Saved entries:
=-=-=
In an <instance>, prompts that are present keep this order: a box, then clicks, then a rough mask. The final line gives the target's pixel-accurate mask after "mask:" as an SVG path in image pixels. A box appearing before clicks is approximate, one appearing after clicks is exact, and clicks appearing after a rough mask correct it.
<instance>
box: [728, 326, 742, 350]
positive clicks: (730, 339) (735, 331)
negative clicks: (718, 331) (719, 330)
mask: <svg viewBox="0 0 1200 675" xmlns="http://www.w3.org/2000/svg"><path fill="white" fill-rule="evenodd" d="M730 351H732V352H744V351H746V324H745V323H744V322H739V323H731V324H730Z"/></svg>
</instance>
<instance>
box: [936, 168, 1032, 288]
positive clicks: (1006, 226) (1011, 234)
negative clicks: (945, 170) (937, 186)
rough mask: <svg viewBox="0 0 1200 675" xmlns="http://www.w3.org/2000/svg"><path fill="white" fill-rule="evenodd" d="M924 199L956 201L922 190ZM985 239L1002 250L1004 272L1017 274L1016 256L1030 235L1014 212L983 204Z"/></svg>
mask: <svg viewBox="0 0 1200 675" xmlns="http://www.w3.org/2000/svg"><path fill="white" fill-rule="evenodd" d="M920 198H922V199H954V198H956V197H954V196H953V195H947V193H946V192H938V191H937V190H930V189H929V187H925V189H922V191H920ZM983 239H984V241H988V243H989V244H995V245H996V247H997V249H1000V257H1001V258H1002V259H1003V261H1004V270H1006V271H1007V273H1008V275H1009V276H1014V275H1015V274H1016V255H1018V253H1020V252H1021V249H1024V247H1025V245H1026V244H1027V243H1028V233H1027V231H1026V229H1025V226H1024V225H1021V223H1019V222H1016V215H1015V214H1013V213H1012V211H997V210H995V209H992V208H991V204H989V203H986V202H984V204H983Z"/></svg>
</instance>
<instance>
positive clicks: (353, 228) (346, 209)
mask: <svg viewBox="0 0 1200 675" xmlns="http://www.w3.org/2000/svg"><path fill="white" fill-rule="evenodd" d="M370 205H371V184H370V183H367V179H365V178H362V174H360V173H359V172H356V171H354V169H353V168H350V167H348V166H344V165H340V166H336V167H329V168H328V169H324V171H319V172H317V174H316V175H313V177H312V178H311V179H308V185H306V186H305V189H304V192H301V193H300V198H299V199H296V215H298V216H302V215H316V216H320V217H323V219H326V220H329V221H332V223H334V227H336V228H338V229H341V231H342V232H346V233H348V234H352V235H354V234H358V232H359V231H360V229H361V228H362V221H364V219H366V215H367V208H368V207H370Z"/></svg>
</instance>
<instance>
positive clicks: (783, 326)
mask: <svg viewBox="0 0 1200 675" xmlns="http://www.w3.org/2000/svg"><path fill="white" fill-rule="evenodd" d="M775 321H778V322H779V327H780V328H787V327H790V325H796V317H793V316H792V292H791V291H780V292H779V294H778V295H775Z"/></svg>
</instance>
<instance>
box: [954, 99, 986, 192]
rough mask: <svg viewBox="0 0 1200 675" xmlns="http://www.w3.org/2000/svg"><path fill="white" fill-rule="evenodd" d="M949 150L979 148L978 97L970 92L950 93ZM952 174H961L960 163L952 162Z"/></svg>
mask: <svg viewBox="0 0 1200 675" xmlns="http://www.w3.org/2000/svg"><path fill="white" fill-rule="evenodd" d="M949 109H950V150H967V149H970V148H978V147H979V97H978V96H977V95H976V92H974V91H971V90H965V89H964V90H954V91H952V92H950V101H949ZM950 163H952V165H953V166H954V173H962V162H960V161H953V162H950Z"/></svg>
=-=-=
» Directions
All records are to be restated exactly, from the first line to the last line.

» Exercise response
In an <instance>, prompts that are present keep this order: a box, then clicks, then a rough mask. The final line gives the target's pixel-accurate mask after "mask:" as an SVG path in image pixels. A box appearing before clicks is approximate, one appearing after clicks is exact, and clicks appearing after a rough mask correct it.
<instance>
box: [728, 326, 742, 350]
positive clicks: (730, 339) (735, 331)
negative clicks: (718, 331) (719, 330)
mask: <svg viewBox="0 0 1200 675" xmlns="http://www.w3.org/2000/svg"><path fill="white" fill-rule="evenodd" d="M730 351H732V352H744V351H746V324H745V323H744V322H739V323H731V324H730Z"/></svg>
</instance>
<instance>
box: [936, 168, 1032, 288]
positive clicks: (1006, 226) (1011, 234)
negative clicks: (945, 170) (937, 186)
rough mask: <svg viewBox="0 0 1200 675" xmlns="http://www.w3.org/2000/svg"><path fill="white" fill-rule="evenodd" d="M924 199L956 201L922 190ZM985 239L1002 250L1004 272L1017 274L1016 256L1030 235L1014 212L983 204Z"/></svg>
mask: <svg viewBox="0 0 1200 675" xmlns="http://www.w3.org/2000/svg"><path fill="white" fill-rule="evenodd" d="M920 198H922V199H954V198H956V197H954V196H953V195H947V193H946V192H938V191H937V190H930V189H929V187H925V189H922V191H920ZM983 239H984V241H988V243H989V244H995V245H996V247H997V249H1000V257H1001V258H1002V259H1003V261H1004V270H1006V271H1007V273H1008V275H1009V276H1014V275H1015V274H1016V255H1018V253H1020V252H1021V249H1024V247H1025V245H1026V244H1027V243H1028V233H1027V231H1026V229H1025V226H1024V225H1021V223H1019V222H1016V215H1015V214H1013V213H1012V211H997V210H995V209H992V208H991V204H989V203H986V202H984V204H983Z"/></svg>
</instance>
<instance>
positive clicks: (353, 228) (346, 209)
mask: <svg viewBox="0 0 1200 675" xmlns="http://www.w3.org/2000/svg"><path fill="white" fill-rule="evenodd" d="M370 205H371V184H370V183H367V179H365V178H362V174H360V173H359V172H356V171H354V169H353V168H350V167H348V166H344V165H340V166H336V167H329V168H328V169H324V171H319V172H317V174H316V175H313V177H312V178H311V179H308V185H306V186H305V189H304V192H301V193H300V198H299V199H296V215H298V216H302V215H316V216H320V217H323V219H326V220H329V221H332V223H334V227H336V228H338V229H341V231H342V232H346V233H348V234H352V235H354V234H358V232H359V231H360V229H361V228H362V221H364V219H366V215H367V208H368V207H370Z"/></svg>
</instance>
<instance>
positive clicks: (783, 326)
mask: <svg viewBox="0 0 1200 675" xmlns="http://www.w3.org/2000/svg"><path fill="white" fill-rule="evenodd" d="M775 321H778V322H779V327H780V328H787V327H790V325H796V317H793V316H792V292H791V291H780V292H779V294H778V295H775Z"/></svg>
</instance>
<instance>
box: [954, 99, 986, 192]
rough mask: <svg viewBox="0 0 1200 675" xmlns="http://www.w3.org/2000/svg"><path fill="white" fill-rule="evenodd" d="M949 150L979 148L978 97L970 92L950 93ZM952 174H961L960 163L952 162Z"/></svg>
mask: <svg viewBox="0 0 1200 675" xmlns="http://www.w3.org/2000/svg"><path fill="white" fill-rule="evenodd" d="M949 109H950V150H967V149H970V148H978V147H979V97H978V96H977V95H976V92H974V91H971V90H965V89H964V90H954V91H952V92H950V101H949ZM950 163H952V165H953V166H954V173H962V162H960V161H953V162H950Z"/></svg>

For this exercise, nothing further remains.